Your response must be made up of each line in the data below that contains the string "pointer".

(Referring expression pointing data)
********

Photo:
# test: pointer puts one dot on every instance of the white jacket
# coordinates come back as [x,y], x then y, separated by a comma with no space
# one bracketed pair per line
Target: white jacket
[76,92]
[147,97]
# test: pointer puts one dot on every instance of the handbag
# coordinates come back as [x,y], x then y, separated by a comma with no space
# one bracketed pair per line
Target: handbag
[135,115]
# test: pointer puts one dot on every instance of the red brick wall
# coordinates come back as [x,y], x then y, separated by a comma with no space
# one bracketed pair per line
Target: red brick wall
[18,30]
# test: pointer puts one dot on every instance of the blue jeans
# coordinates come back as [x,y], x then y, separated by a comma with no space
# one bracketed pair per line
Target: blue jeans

********

— RESPONSE BOX —
# test: pointer puts one dot on every instance of the white jacket
# test: pointer puts one dot on every instance of the handbag
# test: pointer puts one dot on every instance of the red brick wall
# test: pointer puts one dot on every instance of the blue jeans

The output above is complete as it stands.